» Given passage
╔══
This document highlights core areas within key disciplines, for which undergraduate training at an introductory or intermediate level is valuable for research on intelligence that integrates computational modeling with empirical studies in neuroscience and cognitive science. Also outlines a few existing programs at academic partners of the Center for Brains, Minds, and Machines that embody cross-disciplinary training in different ways.
A highly interdisciplinary undergraduate academic program combines core courses in psychological science, neuroscience, neural computation, computer science, probability and statistics, with advanced electives in many areas of neuroscience, cognitive science, and computational modeling of biological systems. The new B.S. degree in Computation and Cognition, joint between the Departments of Brain and Cognitive Sciences and Electrical Engineering and Computer Science, focuses on computational and engineering approaches to brain science, cognition, and machine intelligence. Graduate training complements interdisciplinary coursework with cutting-edge research to prepare graduates for careers in research, teaching, or industry.
Academic tracks for undergraduates integrate introductory courses in psychological science and neuroscience, an advanced seminar, and a major concentration in areas such as computer science, psychology, or neuroscience/neurobiology. Students in this certificate program conduct thesis research and participate in an interdisciplinary symposium and research workshop. This initiative also supports graduate student activities that promote interdisciplinary research.
Researchers in the Center for Brain Science (CBS) study the structure and function of neural circuits, with the aim of understanding how these circuits govern behavior, how they change during development and aging, and how they underlie neurological and psychiatric disorders. CBS faculty participate in the new undergraduate concentration (major) in Neuroscience and the graduate program in Neuroscience, in which students conduct PhD thesis research in the Harvard Medical School Neurobiology department, in Harvard affiliated hospitals, or in the Faculty of Arts and Sciences.
The Cognitive Science program at JHU provides theoretically oriented research and academic training programs for undergraduates and graduate students that integrate the core approaches of cognitive psychology, linguistics, computer science and artificial intelligence, neuroscience, philosophy, and anthropology, to study the mind and brain.
The PhD program in Developmental and Brain Sciences at UMB focuses on understanding cognition, perception, and behavior during development of neural and hormonal mechanisms. Students follow a cognitive specialization that examines functional changes in perceptual and cognitive abilities or a behavioral specialization investigating neural and hormonal correlates of behavior.
The Neuroscience major at Wellesley combines core training in neuroscience with courses that can be drawn from biology, psychology, chemistry, computer science, math, and physics. Students can concentrate in cellular and molecular neuroscience, cognitive neuroscience, or systems and computational neuroscience. The Cognitive and Linguistic Sciences major embodies the interdisciplinary study of language and mind, with concentrations in linguistics, psychology, philosophy, and computer science.
╚══
» Task 1
Answer these from the training overview, each on its own line:
(a) Which two departments jointly offer the B.S. degree in Computation and Cognition?
(b) What two specializations can students in the PhD program in Developmental and Brain Sciences at UMB follow?
(c) In which three areas can students in the Neuroscience major at Wellesley concentrate?
» Task 2
From the training overview, list every core approach that the Cognitive Science program at JHU integrates to study the mind and brain.

» Records supplied
╔══
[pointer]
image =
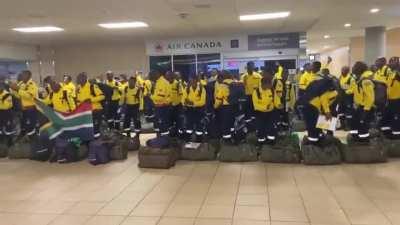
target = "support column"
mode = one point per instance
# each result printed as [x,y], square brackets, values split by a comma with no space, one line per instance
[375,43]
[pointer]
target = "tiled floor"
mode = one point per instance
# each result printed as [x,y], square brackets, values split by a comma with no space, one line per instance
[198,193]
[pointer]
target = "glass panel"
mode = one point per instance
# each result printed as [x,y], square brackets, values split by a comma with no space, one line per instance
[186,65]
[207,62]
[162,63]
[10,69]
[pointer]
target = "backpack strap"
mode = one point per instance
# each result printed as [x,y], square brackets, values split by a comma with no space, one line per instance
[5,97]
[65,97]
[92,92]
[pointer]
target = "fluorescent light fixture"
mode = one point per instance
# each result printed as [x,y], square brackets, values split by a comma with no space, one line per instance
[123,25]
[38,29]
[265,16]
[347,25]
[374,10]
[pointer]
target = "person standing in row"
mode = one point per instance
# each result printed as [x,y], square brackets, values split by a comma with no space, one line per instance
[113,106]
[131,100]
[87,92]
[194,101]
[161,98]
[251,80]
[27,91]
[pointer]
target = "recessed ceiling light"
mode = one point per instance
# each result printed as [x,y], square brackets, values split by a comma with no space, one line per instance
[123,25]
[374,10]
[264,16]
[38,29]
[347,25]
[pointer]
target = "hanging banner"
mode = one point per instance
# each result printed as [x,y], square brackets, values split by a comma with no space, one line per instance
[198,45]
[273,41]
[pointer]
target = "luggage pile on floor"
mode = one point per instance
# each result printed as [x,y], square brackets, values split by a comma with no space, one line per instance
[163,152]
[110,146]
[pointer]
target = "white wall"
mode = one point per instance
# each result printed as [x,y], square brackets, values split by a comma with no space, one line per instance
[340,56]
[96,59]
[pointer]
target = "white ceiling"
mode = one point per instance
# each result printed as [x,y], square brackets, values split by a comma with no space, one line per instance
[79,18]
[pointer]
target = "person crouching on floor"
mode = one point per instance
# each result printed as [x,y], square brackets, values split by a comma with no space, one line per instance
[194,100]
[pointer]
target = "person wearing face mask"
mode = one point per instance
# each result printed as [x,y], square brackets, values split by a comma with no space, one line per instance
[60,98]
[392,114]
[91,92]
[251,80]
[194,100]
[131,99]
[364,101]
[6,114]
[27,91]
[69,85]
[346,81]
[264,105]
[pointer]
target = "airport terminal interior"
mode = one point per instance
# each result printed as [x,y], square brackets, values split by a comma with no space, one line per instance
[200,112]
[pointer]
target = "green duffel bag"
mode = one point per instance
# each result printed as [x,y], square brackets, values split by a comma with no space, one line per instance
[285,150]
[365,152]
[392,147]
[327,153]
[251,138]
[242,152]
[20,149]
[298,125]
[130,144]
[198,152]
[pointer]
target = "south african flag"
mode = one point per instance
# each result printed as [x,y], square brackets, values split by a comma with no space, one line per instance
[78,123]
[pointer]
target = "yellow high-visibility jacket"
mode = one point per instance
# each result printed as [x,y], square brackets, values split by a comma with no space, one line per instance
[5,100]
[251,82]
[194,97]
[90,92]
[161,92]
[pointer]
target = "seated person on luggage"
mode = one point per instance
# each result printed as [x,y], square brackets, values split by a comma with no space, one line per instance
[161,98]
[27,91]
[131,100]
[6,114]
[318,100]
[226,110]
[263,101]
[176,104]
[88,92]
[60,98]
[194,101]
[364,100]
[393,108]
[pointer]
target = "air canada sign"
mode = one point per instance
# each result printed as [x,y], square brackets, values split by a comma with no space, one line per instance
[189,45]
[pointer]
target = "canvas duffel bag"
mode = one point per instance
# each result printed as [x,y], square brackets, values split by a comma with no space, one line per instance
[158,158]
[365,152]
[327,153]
╚══
» Written answer 1
(a) Brain and Cognitive Sciences, and Electrical Engineering and Computer Science
(b) A cognitive specialization and a behavioral specialization
(c) Cellular and molecular neuroscience, cognitive neuroscience, and systems and computational neuroscience

» Written answer 2
- Cognitive psychology
- Linguistics
- Computer science and artificial intelligence
- Neuroscience
- Philosophy
- Anthropology